Rewrite every line of the entries below as a numbered list, leaving out any blank lines. Don't include the pictures in your answer.

_ _ _ _ _

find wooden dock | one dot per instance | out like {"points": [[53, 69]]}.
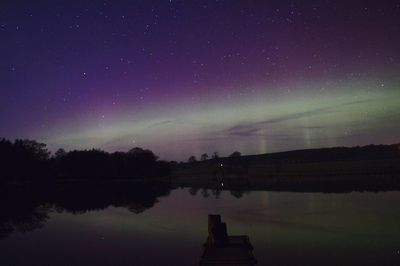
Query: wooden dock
{"points": [[221, 249]]}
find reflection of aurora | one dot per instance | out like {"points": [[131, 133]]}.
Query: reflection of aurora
{"points": [[28, 209], [356, 114]]}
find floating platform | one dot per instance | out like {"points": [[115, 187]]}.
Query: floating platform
{"points": [[221, 249]]}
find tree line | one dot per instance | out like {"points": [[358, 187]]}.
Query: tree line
{"points": [[215, 155], [29, 160]]}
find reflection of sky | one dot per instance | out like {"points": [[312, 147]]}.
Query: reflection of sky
{"points": [[187, 77], [284, 227]]}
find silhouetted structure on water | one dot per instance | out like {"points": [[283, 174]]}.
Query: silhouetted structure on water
{"points": [[221, 249]]}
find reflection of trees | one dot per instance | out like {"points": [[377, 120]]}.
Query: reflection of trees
{"points": [[26, 209], [22, 214]]}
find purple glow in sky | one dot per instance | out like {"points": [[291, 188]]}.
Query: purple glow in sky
{"points": [[187, 77]]}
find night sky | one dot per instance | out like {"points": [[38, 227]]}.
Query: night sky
{"points": [[187, 77]]}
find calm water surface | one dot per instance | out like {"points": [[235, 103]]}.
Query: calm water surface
{"points": [[285, 228]]}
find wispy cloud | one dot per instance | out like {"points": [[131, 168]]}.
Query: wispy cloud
{"points": [[161, 123], [253, 129]]}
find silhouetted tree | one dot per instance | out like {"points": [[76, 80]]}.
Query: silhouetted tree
{"points": [[204, 157], [60, 153]]}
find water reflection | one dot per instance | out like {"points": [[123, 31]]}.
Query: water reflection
{"points": [[25, 209], [129, 224]]}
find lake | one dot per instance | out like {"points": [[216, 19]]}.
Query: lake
{"points": [[163, 227]]}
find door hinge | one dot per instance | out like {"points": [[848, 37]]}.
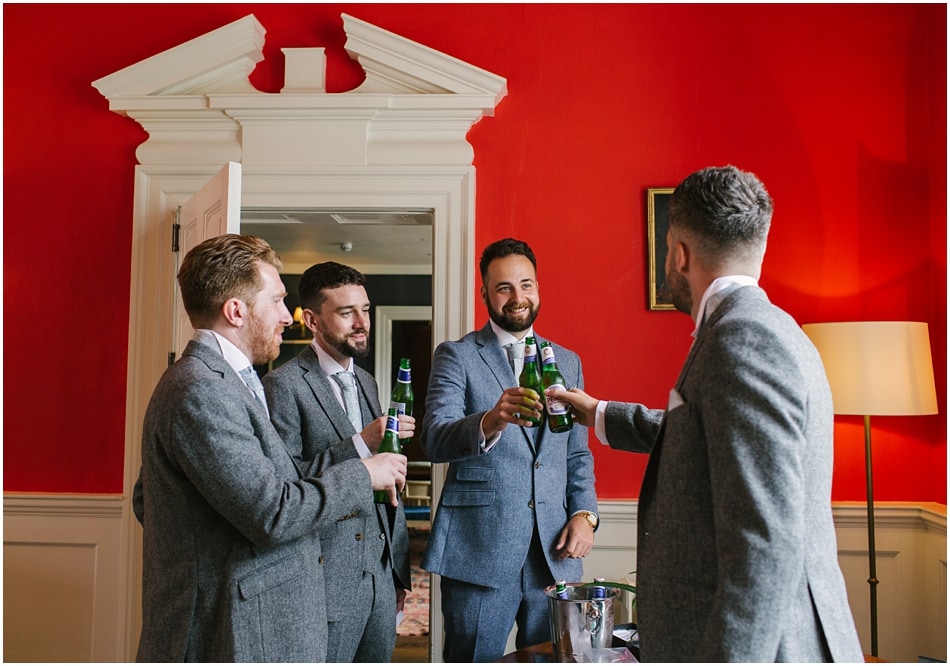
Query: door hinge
{"points": [[176, 229]]}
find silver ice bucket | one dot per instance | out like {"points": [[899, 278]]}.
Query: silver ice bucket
{"points": [[580, 621]]}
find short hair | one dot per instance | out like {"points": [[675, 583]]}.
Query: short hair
{"points": [[327, 275], [219, 269], [503, 248], [727, 212]]}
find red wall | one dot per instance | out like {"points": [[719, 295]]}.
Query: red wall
{"points": [[841, 109]]}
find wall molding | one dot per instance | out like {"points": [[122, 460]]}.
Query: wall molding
{"points": [[66, 584]]}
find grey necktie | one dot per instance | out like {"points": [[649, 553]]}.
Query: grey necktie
{"points": [[347, 382], [249, 375], [516, 357]]}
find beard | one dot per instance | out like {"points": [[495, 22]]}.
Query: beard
{"points": [[512, 324], [344, 346], [677, 288], [264, 346]]}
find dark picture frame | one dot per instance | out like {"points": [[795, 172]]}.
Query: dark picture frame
{"points": [[658, 223]]}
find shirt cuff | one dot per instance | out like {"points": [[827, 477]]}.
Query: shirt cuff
{"points": [[600, 430]]}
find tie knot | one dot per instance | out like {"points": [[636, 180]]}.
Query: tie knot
{"points": [[346, 379]]}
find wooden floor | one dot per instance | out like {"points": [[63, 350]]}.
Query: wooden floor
{"points": [[411, 650]]}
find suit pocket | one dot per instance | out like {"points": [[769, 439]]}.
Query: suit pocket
{"points": [[467, 497], [276, 574], [481, 474]]}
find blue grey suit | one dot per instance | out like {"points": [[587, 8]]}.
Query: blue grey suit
{"points": [[366, 556], [232, 566], [501, 512], [737, 554]]}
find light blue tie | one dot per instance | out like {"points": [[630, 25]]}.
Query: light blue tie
{"points": [[347, 382], [249, 375], [516, 357]]}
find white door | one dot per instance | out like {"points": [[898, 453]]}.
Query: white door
{"points": [[214, 210]]}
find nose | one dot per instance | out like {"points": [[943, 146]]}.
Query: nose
{"points": [[285, 317]]}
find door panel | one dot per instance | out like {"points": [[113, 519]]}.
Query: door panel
{"points": [[214, 210]]}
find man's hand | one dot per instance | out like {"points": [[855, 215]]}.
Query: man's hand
{"points": [[373, 433], [583, 406], [577, 538], [387, 472], [513, 405]]}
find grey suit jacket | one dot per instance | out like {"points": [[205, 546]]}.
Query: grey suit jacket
{"points": [[737, 554], [312, 421], [232, 564], [492, 501]]}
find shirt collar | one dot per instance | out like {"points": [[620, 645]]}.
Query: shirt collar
{"points": [[709, 302], [232, 355]]}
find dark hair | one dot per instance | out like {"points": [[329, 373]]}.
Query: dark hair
{"points": [[219, 269], [727, 211], [328, 275], [504, 248]]}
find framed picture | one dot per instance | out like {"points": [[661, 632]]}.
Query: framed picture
{"points": [[658, 222]]}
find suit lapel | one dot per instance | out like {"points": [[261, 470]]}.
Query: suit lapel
{"points": [[325, 398], [496, 359]]}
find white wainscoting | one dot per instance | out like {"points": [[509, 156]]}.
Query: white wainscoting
{"points": [[65, 569]]}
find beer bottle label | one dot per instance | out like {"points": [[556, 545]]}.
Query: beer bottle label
{"points": [[557, 407]]}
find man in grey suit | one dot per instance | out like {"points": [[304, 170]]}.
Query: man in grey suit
{"points": [[518, 509], [736, 554], [232, 564], [366, 556]]}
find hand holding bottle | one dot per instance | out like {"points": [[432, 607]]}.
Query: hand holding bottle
{"points": [[583, 406]]}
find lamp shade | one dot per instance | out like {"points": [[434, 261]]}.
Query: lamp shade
{"points": [[877, 368]]}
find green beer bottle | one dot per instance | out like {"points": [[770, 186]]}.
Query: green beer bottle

_ _ _ _ _

**RESULT BELOW:**
1. find wooden dock | one dot per instance | out like {"points": [[53, 69]]}.
2. Query: wooden dock
3. {"points": [[221, 249]]}
4. find reflection of aurora | one dot per instance | out like {"points": [[131, 133]]}.
5. Query: reflection of aurora
6. {"points": [[28, 209], [356, 114]]}
7. find floating platform | one dot per instance | out like {"points": [[115, 187]]}.
8. Query: floating platform
9. {"points": [[221, 249]]}
10. find tree line | one dot per instance | out like {"points": [[358, 187]]}.
11. Query: tree line
12. {"points": [[215, 155], [29, 160]]}
13. find reflection of sky | one dot per instance | out like {"points": [[312, 147]]}.
14. Query: reflection of sky
15. {"points": [[187, 77], [284, 227]]}
16. find silhouetted structure on water | one dot per instance | out like {"points": [[283, 174]]}.
17. Query: silhouetted structure on water
18. {"points": [[221, 249]]}
19. find reflection of trees | one dot per instance | out like {"points": [[377, 120]]}.
20. Query: reflection of trees
21. {"points": [[26, 209], [22, 214]]}
22. find purple glow in sky | one dot per instance | out like {"points": [[291, 188]]}.
23. Query: purple glow in sky
24. {"points": [[187, 77]]}
25. find night sky | one dot per instance | out like {"points": [[38, 227]]}.
26. Query: night sky
27. {"points": [[187, 77]]}
28. find calm water surface | one dot per instance | out like {"points": [[235, 103]]}.
29. Query: calm water surface
30. {"points": [[285, 228]]}
31. find wispy cloud | one dot per instance | out like {"points": [[131, 168]]}.
32. Query: wispy cloud
33. {"points": [[161, 123], [253, 129]]}
34. find silhouetted tree | one dot per instance | out like {"points": [[76, 80]]}.
35. Query: silhouetted tree
36. {"points": [[204, 157], [60, 153]]}
37. find water reflection | one dot per instance | out like {"points": [[123, 31]]}.
38. Query: water reflection
39. {"points": [[25, 209], [129, 224]]}
40. find lake | one dot per instance | out like {"points": [[216, 19]]}.
41. Query: lake
42. {"points": [[163, 227]]}
43. find door hinge | one dot per instance | out like {"points": [[848, 37]]}.
44. Query: door hinge
45. {"points": [[176, 229]]}
46. find silver ice bucket | one dot per instance | out like {"points": [[899, 278]]}.
47. Query: silver ice bucket
48. {"points": [[580, 621]]}
49. find short hair | one dot per instance | out like {"points": [[675, 583]]}.
50. Query: short hair
51. {"points": [[327, 275], [219, 269], [503, 248], [727, 212]]}
52. find red wall | one dot per instance | out like {"points": [[719, 295]]}.
53. Query: red wall
54. {"points": [[841, 109]]}
55. find wall molding | one dot per instance | out like {"points": [[122, 460]]}.
56. Query: wall molding
57. {"points": [[66, 584]]}
58. find grey necktie | one dot per instance | out like {"points": [[649, 553]]}.
59. Query: grey necktie
60. {"points": [[347, 382], [249, 375], [516, 357]]}
61. find beard | one dot per instance | out like {"points": [[495, 22]]}.
62. Query: beard
63. {"points": [[512, 324], [344, 346], [677, 288], [264, 346]]}
64. find dark picture frame | one dot per instance | out like {"points": [[795, 172]]}.
65. Query: dark picture frame
66. {"points": [[658, 223]]}
67. find shirt cuff | one dot per instance | out like {"points": [[827, 477]]}.
68. Query: shirt cuff
69. {"points": [[600, 430]]}
70. find tie knot | one dot per instance | out like {"points": [[636, 180]]}.
71. Query: tie knot
72. {"points": [[346, 379]]}
73. find wooden floor | one dot per instance | out like {"points": [[63, 350]]}.
74. Query: wooden floor
75. {"points": [[411, 650]]}
76. find suit pocket | one dot per instance | out like {"points": [[769, 439]]}.
77. Query: suit pocket
78. {"points": [[467, 497], [276, 574], [481, 474]]}
79. find blue grey suit | one dot per instance | out like {"points": [[587, 8]]}.
80. Query: blue grey suit
81. {"points": [[366, 556], [232, 566], [501, 512], [737, 554]]}
82. find light blue tie | one dot per instance | out like {"points": [[630, 25]]}.
83. Query: light blue tie
84. {"points": [[347, 382], [249, 375], [516, 357]]}
85. find white door | one dot per instance | out like {"points": [[898, 453]]}.
86. Query: white door
87. {"points": [[214, 210]]}
88. find nose | one dot per instance | out like {"points": [[943, 146]]}.
89. Query: nose
90. {"points": [[285, 317]]}
91. find door panel | one dot per instance | out like {"points": [[113, 519]]}.
92. Query: door panel
93. {"points": [[214, 210]]}
94. find man's hand | one dot per instance | out like {"points": [[855, 215]]}.
95. Query: man's hand
96. {"points": [[373, 433], [583, 406], [577, 538], [387, 472], [513, 405]]}
97. find grey suit jacket | one dot per instance | out like {"points": [[205, 546]]}.
98. Query: grey suit jacket
99. {"points": [[737, 554], [312, 421], [232, 564], [492, 501]]}
100. find shirt collar | one dot per instance | out like {"points": [[620, 645]]}.
101. Query: shirt collar
102. {"points": [[709, 302], [232, 355]]}
103. find dark hair | one dot per instance | out like {"points": [[329, 373]]}.
104. Query: dark hair
105. {"points": [[219, 269], [727, 211], [328, 275], [504, 248]]}
106. find framed picture | one dot per instance | out like {"points": [[661, 632]]}.
107. Query: framed picture
108. {"points": [[658, 222]]}
109. find suit lapel | one dot per instance | out like {"points": [[261, 470]]}.
110. Query: suit lapel
111. {"points": [[325, 398], [496, 359]]}
112. find white wainscoting | one dot per instance | out like {"points": [[509, 156]]}.
113. Query: white wainscoting
114. {"points": [[65, 569]]}
115. find beer bottle label | one dot per instance | out like {"points": [[556, 545]]}.
116. Query: beer bottle label
117. {"points": [[557, 407]]}
118. find man in grey suit | one dot per instance | out like {"points": [[304, 170]]}.
119. Query: man in grey suit
120. {"points": [[518, 509], [736, 554], [232, 564], [366, 556]]}
121. find hand holding bottle | one dot per instance | out like {"points": [[432, 607]]}.
122. Query: hand holding bottle
123. {"points": [[583, 406]]}
124. find lamp shade | one dot per instance | out like {"points": [[434, 261]]}.
125. Query: lamp shade
126. {"points": [[877, 368]]}
127. find green beer bottle | one dot per instance | out like {"points": [[770, 186]]}.
128. Query: green beer bottle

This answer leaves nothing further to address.